● Input data:
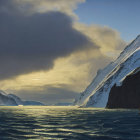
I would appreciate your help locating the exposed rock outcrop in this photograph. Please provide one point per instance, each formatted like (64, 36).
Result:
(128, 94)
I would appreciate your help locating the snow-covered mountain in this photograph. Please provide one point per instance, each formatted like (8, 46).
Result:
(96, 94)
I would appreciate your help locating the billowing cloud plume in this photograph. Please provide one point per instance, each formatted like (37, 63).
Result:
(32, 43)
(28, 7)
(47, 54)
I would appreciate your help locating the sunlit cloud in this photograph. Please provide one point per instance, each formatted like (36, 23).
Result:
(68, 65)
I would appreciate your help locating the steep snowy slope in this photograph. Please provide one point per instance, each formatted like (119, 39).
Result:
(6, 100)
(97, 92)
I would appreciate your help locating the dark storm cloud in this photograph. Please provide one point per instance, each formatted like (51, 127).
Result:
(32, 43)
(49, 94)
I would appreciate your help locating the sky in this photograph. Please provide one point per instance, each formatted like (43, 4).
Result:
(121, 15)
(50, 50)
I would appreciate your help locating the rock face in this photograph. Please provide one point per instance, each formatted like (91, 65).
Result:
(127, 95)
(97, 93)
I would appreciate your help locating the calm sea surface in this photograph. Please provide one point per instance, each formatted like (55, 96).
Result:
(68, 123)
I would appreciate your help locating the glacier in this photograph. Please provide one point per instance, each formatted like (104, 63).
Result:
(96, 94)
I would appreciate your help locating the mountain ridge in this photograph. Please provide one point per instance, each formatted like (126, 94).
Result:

* * *

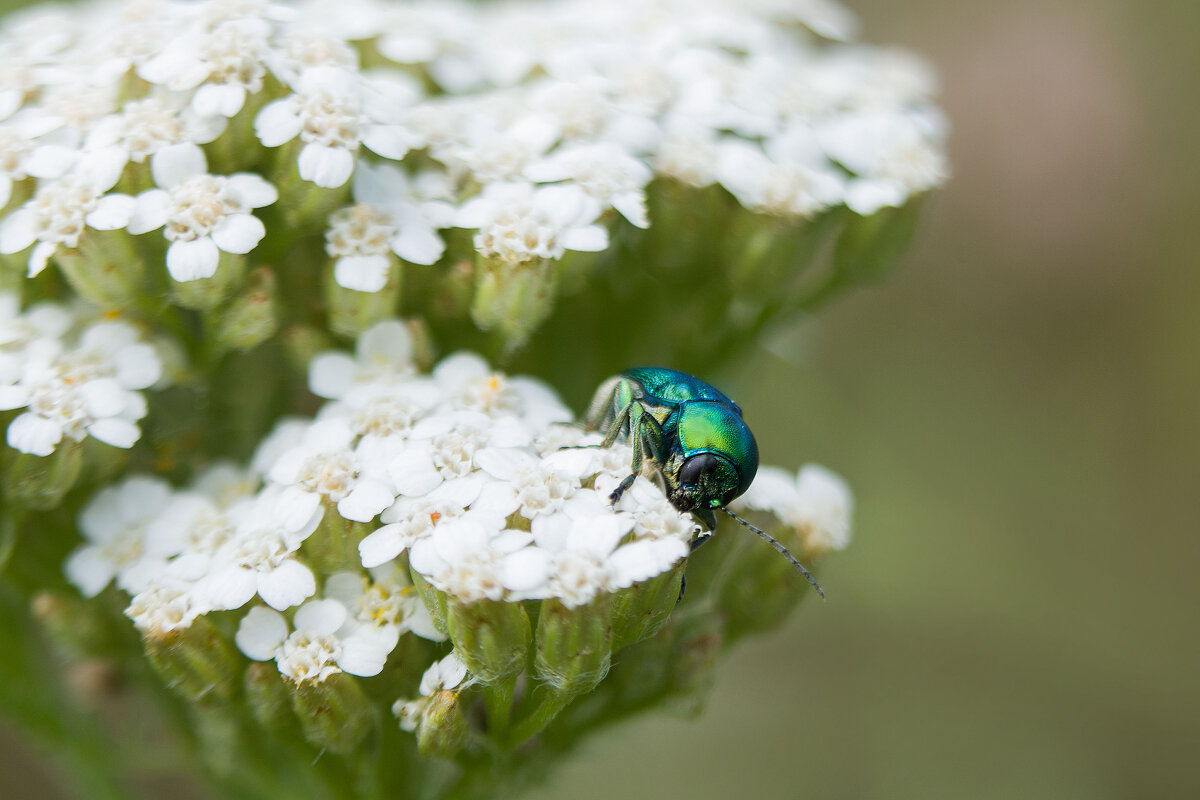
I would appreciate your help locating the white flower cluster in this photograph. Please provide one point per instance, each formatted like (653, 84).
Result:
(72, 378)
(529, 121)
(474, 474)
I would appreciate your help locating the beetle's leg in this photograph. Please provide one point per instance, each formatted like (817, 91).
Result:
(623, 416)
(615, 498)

● Exercise instructions: Counting only lines that hold the string "cloud", give the number of such lines in the records. Write nothing else.

● Answer for this exercise: 3